[Point localization data]

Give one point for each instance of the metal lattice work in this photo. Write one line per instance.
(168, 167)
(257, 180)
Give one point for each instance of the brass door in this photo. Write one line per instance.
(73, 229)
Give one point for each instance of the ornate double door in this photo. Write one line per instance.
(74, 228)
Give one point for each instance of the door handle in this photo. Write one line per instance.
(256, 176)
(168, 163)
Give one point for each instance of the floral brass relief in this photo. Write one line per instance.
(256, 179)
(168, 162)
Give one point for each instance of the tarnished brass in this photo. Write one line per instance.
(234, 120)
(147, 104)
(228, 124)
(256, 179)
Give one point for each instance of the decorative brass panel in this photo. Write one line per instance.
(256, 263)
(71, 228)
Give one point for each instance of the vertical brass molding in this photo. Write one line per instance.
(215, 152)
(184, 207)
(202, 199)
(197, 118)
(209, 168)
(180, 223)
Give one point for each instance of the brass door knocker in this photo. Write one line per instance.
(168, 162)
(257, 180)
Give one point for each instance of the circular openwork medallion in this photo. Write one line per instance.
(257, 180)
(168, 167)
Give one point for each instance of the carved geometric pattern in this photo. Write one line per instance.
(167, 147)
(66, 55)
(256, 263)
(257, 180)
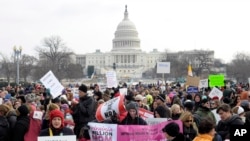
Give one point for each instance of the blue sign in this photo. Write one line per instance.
(192, 89)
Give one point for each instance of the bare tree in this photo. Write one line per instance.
(54, 56)
(7, 67)
(239, 67)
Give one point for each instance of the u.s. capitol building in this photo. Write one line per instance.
(129, 60)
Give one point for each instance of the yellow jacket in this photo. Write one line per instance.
(203, 137)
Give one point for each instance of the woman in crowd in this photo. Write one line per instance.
(172, 132)
(46, 120)
(56, 127)
(190, 129)
(133, 117)
(206, 130)
(22, 123)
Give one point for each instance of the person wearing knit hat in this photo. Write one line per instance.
(21, 99)
(160, 100)
(160, 112)
(22, 124)
(133, 117)
(172, 132)
(84, 111)
(56, 125)
(4, 128)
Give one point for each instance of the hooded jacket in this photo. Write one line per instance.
(223, 127)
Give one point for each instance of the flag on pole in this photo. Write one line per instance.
(190, 73)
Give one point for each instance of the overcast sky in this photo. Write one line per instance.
(87, 25)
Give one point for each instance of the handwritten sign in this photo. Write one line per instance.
(57, 138)
(50, 82)
(215, 92)
(163, 67)
(216, 80)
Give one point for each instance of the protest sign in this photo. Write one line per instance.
(111, 79)
(215, 92)
(57, 138)
(102, 132)
(145, 113)
(153, 121)
(203, 83)
(216, 80)
(123, 91)
(144, 133)
(50, 82)
(192, 89)
(193, 81)
(105, 110)
(163, 67)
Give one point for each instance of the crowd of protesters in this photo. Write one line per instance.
(29, 112)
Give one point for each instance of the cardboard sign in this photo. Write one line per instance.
(163, 67)
(102, 132)
(216, 80)
(123, 91)
(57, 138)
(111, 79)
(105, 110)
(192, 89)
(145, 113)
(203, 83)
(215, 92)
(193, 81)
(50, 82)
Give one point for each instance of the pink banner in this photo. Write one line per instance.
(146, 133)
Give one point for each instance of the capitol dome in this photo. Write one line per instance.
(126, 35)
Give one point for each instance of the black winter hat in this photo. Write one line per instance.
(22, 98)
(162, 97)
(172, 129)
(23, 110)
(161, 111)
(83, 88)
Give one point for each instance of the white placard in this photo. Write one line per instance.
(51, 82)
(57, 138)
(123, 91)
(215, 92)
(203, 83)
(102, 132)
(163, 67)
(111, 79)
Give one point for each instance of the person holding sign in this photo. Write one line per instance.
(56, 125)
(133, 117)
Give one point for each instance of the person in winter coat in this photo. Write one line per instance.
(84, 111)
(204, 110)
(190, 129)
(22, 123)
(56, 127)
(4, 124)
(227, 120)
(172, 132)
(206, 130)
(133, 117)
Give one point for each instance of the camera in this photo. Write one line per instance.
(110, 113)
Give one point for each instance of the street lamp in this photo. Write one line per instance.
(17, 55)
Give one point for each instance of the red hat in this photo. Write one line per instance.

ABOUT THIS TASK ->
Set down every line above exactly, pictures excluded.

WRITTEN ANSWER ->
Give one point for each instance of the metal lattice work in this photo. Write one line per instance.
(168, 167)
(257, 180)
Give one point for each instance of the brass door in this photo. Write one line per instance.
(73, 229)
Give one point for each instance of the ornate double door in this photo. Write one line per instance.
(74, 228)
Give one point for each instance of the door handle in this photo. Write one line per instance.
(256, 176)
(168, 163)
Give one point for each instance of the floral brass relief in this photo. Write one line per instance.
(256, 179)
(168, 162)
Give one point for each instance of the tarnished brass in this photo. Write one line per instance.
(234, 120)
(147, 104)
(228, 124)
(256, 179)
Give one point for each instance of the decorative brass panel in this photo. Write one line per instance.
(256, 263)
(71, 228)
Give one point for each instance of the vertical brass molding in this photo. Write one line per instance.
(215, 152)
(184, 207)
(202, 199)
(197, 118)
(209, 168)
(180, 223)
Give one point for each instance of the brass door knocker in this photo. Write one line per instance.
(168, 162)
(257, 180)
Give one point for each instance of the circular openwork medallion in this photo. Write one line per instance.
(257, 180)
(168, 167)
Give one point for each instance of the carved geometric pattern in this photo. Write one line per instance.
(167, 147)
(66, 55)
(256, 263)
(257, 180)
Give one point for each instance of the blue sign in this photo. Write one line per instance.
(192, 89)
Give one point for each instance of the bare tree in this photo. Write one line per instance.
(54, 56)
(7, 67)
(239, 67)
Give one point for each instance of the u.s. capitol building in this photo. Write one line per instance.
(129, 60)
Give one point for each instance of the yellow jacket in this photo. Write one line per instance.
(203, 137)
Give one point for each instance of the woman in crowd in this photo. Write one line per instance.
(172, 132)
(46, 120)
(56, 127)
(190, 129)
(133, 117)
(206, 130)
(22, 123)
Give one point for each instance of the person wearing knit hat in this photo. Write one line per instance.
(21, 99)
(160, 100)
(160, 112)
(22, 124)
(133, 117)
(172, 132)
(84, 111)
(56, 125)
(4, 128)
Give one point for each instance of the hooded jacket in this photo. Write one line per instance.
(223, 127)
Give one point for each instance of the flag on pole in this photo. Write one line per instance.
(190, 73)
Give one point for each instance of the overcast sky in this photo. Write one line per instance.
(87, 25)
Give one point for each instance of the handwritten sign in this photo. Write one line per instance.
(57, 138)
(50, 82)
(215, 92)
(163, 67)
(216, 80)
Give one point for each instance of the protest sign in this photo. Write one line per instance.
(111, 79)
(215, 92)
(57, 138)
(102, 132)
(145, 113)
(153, 121)
(203, 83)
(216, 80)
(123, 91)
(144, 133)
(50, 82)
(192, 89)
(193, 81)
(105, 110)
(163, 67)
Give one point for each instance of the crowd of protesters in this photo. Write one line per instance.
(29, 112)
Give one point for each instance of the cardboard sign in this photo. Write one line per instance.
(163, 67)
(102, 132)
(216, 80)
(123, 91)
(57, 138)
(111, 79)
(105, 110)
(192, 89)
(145, 113)
(203, 83)
(215, 92)
(193, 81)
(50, 82)
Give one point for each instance of the pink banner in this photo. Write one line per instance.
(146, 133)
Give one point for each instance of the capitol dome in this photo. Write one line per instance.
(126, 35)
Give one point for each instance of the black winter hat in this photo. Write one line per instance.
(22, 98)
(162, 97)
(172, 129)
(23, 110)
(161, 111)
(83, 88)
Give one point for each instance of the white placard in this photo. Write one line per instance.
(51, 82)
(57, 138)
(123, 91)
(215, 92)
(203, 83)
(102, 132)
(163, 67)
(111, 79)
Give one point for each instance of the person holding sign in this photo. Write one line per instance.
(56, 125)
(133, 117)
Give one point for each instance of the person in winter coat in this photo. Write one line per instance.
(84, 111)
(204, 110)
(190, 129)
(22, 123)
(56, 127)
(4, 124)
(227, 120)
(172, 132)
(206, 130)
(133, 117)
Give one point for each instance of the camera in this photo. Write one line per instance.
(110, 113)
Give one point for each instance of the street lamp in this photo. Write one line per instance.
(17, 55)
Give one point for each instance of the red hat in this photo. Write one line per instance.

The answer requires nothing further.